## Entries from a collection
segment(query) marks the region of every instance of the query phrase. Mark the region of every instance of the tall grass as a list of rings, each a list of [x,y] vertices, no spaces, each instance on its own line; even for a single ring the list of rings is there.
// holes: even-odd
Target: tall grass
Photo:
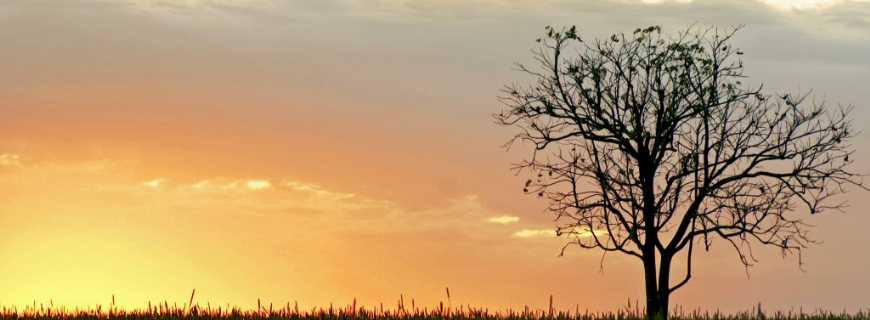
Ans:
[[[404,297],[400,297],[396,305],[384,308],[383,304],[373,307],[357,305],[356,299],[352,304],[344,307],[320,307],[301,310],[297,304],[284,304],[274,307],[272,304],[265,305],[257,301],[257,308],[244,310],[238,307],[205,306],[194,303],[195,291],[191,293],[190,300],[184,306],[170,305],[168,302],[152,304],[146,308],[125,310],[115,306],[115,298],[112,296],[112,304],[108,307],[97,305],[89,309],[56,307],[53,304],[32,304],[21,309],[17,307],[0,308],[0,319],[289,319],[289,320],[332,320],[332,319],[360,319],[360,320],[641,320],[644,319],[641,306],[631,303],[627,307],[611,312],[580,311],[575,308],[571,311],[556,310],[553,307],[552,296],[548,309],[530,309],[525,307],[520,310],[490,310],[466,305],[451,306],[449,301],[439,303],[435,307],[419,307],[411,300],[411,305],[405,304]],[[449,299],[449,298],[448,298]],[[798,311],[765,313],[761,305],[750,311],[737,313],[721,313],[719,311],[686,311],[676,308],[671,314],[673,320],[870,320],[870,309],[856,313],[833,313],[827,311],[814,311],[810,313]]]

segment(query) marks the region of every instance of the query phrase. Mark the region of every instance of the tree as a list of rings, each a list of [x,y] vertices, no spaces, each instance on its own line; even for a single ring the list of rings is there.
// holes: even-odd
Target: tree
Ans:
[[[813,243],[801,218],[842,209],[862,189],[850,170],[850,106],[763,91],[743,81],[739,28],[637,29],[584,41],[575,27],[539,39],[534,79],[508,86],[496,122],[531,147],[515,165],[524,192],[548,203],[568,244],[637,257],[646,312],[666,319],[692,277],[697,246],[724,241],[747,268],[753,245],[797,254]],[[565,247],[562,252],[564,253]],[[685,271],[671,279],[671,266]]]

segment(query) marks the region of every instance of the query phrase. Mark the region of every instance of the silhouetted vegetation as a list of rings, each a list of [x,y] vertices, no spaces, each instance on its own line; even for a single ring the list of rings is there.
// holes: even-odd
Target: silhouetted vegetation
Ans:
[[[799,214],[842,209],[852,107],[744,83],[737,29],[658,26],[584,39],[547,28],[533,82],[509,86],[495,115],[531,156],[523,191],[548,202],[568,245],[638,258],[649,319],[692,277],[696,249],[796,254],[813,243]],[[568,246],[566,245],[566,247]],[[563,248],[564,253],[564,248]],[[684,261],[679,278],[673,262]]]
[[[860,320],[870,319],[870,310],[855,313],[832,313],[827,311],[788,311],[761,312],[760,306],[750,311],[726,314],[718,311],[685,311],[676,308],[670,318],[676,320]],[[645,310],[637,306],[628,306],[614,312],[589,312],[575,309],[572,311],[535,310],[489,310],[469,306],[448,307],[440,304],[436,308],[407,307],[399,304],[392,309],[378,307],[362,307],[355,304],[341,308],[315,308],[300,310],[290,304],[279,308],[272,305],[260,306],[259,309],[242,310],[239,308],[199,306],[178,307],[167,303],[150,306],[144,310],[123,310],[114,307],[96,307],[89,310],[55,308],[43,305],[33,305],[21,310],[3,308],[0,319],[47,319],[47,320],[84,320],[84,319],[292,319],[292,320],[329,320],[329,319],[361,319],[361,320],[641,320],[646,319]]]

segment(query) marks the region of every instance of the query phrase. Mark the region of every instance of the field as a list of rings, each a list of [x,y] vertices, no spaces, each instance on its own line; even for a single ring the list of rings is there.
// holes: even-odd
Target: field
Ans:
[[[259,302],[258,302],[259,304]],[[761,305],[753,310],[725,314],[718,311],[686,311],[677,307],[672,313],[674,320],[858,320],[870,319],[870,310],[856,313],[803,310],[787,312],[764,312]],[[257,309],[242,310],[239,308],[201,306],[195,303],[184,306],[169,303],[149,304],[147,308],[124,310],[114,306],[96,306],[91,309],[66,309],[51,305],[33,304],[22,309],[0,308],[0,319],[294,319],[294,320],[329,320],[329,319],[361,319],[361,320],[436,320],[436,319],[475,319],[475,320],[633,320],[644,319],[639,306],[627,307],[604,313],[575,310],[529,309],[520,310],[489,310],[469,306],[449,306],[440,303],[434,308],[421,308],[413,304],[405,305],[403,300],[391,308],[382,304],[375,307],[357,306],[356,302],[345,307],[324,307],[300,310],[297,306],[285,304],[275,308],[273,305],[260,305]]]

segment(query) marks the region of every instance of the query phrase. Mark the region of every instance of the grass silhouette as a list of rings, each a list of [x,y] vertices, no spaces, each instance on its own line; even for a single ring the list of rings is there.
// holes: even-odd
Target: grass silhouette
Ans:
[[[550,306],[547,309],[531,309],[524,307],[520,310],[490,310],[473,306],[459,305],[450,306],[440,302],[436,307],[419,307],[414,300],[411,305],[405,304],[404,296],[400,296],[394,307],[385,308],[383,304],[374,307],[357,305],[356,299],[352,304],[344,307],[319,307],[301,310],[298,304],[286,303],[275,308],[272,304],[265,305],[257,301],[257,308],[245,310],[238,307],[205,306],[194,303],[196,291],[191,292],[190,300],[183,306],[170,305],[168,302],[159,304],[148,303],[143,309],[126,310],[115,306],[115,297],[108,307],[97,305],[89,309],[70,309],[56,307],[53,304],[36,304],[23,307],[0,308],[0,319],[292,319],[292,320],[332,320],[332,319],[360,319],[360,320],[641,320],[645,319],[642,306],[631,302],[626,307],[611,312],[580,311],[579,307],[573,311],[556,310],[553,307],[553,297],[550,296]],[[750,311],[737,313],[722,313],[719,311],[686,311],[675,308],[671,314],[674,320],[861,320],[870,319],[870,309],[855,313],[829,312],[817,310],[813,312],[776,311],[765,313],[761,304]]]

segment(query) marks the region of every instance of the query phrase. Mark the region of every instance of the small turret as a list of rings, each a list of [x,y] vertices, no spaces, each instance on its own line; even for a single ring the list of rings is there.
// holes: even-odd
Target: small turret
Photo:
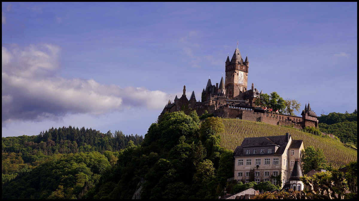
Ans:
[[[229,54],[228,54],[228,56],[227,56],[227,60],[225,61],[226,66],[229,65],[229,63],[230,63],[230,62],[229,61]]]
[[[245,65],[247,66],[249,65],[249,62],[248,61],[248,56],[246,57],[246,60],[244,60],[244,62],[243,63]]]

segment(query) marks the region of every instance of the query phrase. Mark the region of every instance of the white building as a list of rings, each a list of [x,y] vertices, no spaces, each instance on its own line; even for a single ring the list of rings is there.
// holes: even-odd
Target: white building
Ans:
[[[288,133],[246,138],[234,150],[234,178],[243,183],[270,181],[283,187],[290,177],[295,159],[300,160],[304,148],[303,141],[292,139]]]

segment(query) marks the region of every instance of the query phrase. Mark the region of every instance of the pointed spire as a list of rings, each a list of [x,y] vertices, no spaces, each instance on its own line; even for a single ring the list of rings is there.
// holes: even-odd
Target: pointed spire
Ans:
[[[206,87],[206,92],[209,92],[211,87],[212,87],[212,83],[211,83],[211,79],[209,79],[208,82],[207,82],[207,86]]]
[[[227,56],[227,60],[226,60],[225,63],[229,63],[230,62],[229,61],[229,54],[228,54],[228,56]]]
[[[191,98],[190,98],[190,100],[194,100],[196,101],[196,97],[195,97],[195,91],[192,92],[192,94],[191,95]]]
[[[224,81],[223,81],[223,75],[222,75],[222,78],[221,79],[221,82],[219,84],[219,86],[218,87],[218,89],[225,89],[225,88],[224,88]]]

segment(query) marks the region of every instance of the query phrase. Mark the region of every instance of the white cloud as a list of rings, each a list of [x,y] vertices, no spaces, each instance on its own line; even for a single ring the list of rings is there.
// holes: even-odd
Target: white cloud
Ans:
[[[41,121],[66,114],[100,115],[124,108],[158,109],[167,94],[143,88],[121,88],[92,79],[57,76],[60,49],[43,44],[2,48],[2,121]]]

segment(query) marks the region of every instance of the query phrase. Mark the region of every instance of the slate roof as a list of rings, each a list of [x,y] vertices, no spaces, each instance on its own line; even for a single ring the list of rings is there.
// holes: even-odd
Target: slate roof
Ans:
[[[190,100],[196,100],[196,97],[195,96],[195,91],[193,91],[192,92],[192,94],[191,95],[191,98],[190,99]]]
[[[300,148],[300,146],[303,143],[302,139],[293,139],[292,140],[289,145],[290,149],[299,149]]]
[[[291,135],[289,135],[290,138]],[[285,135],[256,137],[246,137],[243,140],[240,146],[237,146],[234,150],[234,157],[253,156],[266,156],[282,155],[285,151],[285,147],[288,142],[285,139]],[[243,155],[243,147],[254,146],[278,146],[277,151],[272,153],[251,154]]]
[[[218,87],[218,89],[225,89],[225,88],[224,88],[224,81],[223,81],[223,76],[222,76],[222,79],[221,79],[221,82],[219,84],[219,86]]]
[[[295,161],[294,162],[294,166],[293,167],[292,175],[288,179],[288,181],[300,180],[300,177],[303,176],[303,174],[302,172],[302,169],[300,168],[300,165],[299,163],[299,161]]]
[[[236,48],[234,53],[232,57],[232,59],[230,60],[230,63],[234,63],[235,59],[237,59],[237,62],[240,62],[241,60],[243,60],[242,59],[242,55],[241,55],[239,50],[238,49],[238,48]]]

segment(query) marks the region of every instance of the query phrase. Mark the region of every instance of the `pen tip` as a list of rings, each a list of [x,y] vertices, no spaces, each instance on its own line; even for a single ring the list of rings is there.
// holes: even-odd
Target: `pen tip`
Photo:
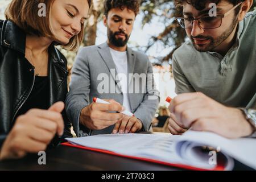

## Your instructions
Locate each line in the data above that contains the string "vegetation", and copy those lines.

## Finished task
segment(query) marks the region of every instance of the query phrase. Mark the region of every instance of the silhouetted vegetation as a list of rings, each a list of [x,y] vertices, no spaces, each instance on its own line; even for a single ring the list of rings is there.
Target: silhouetted vegetation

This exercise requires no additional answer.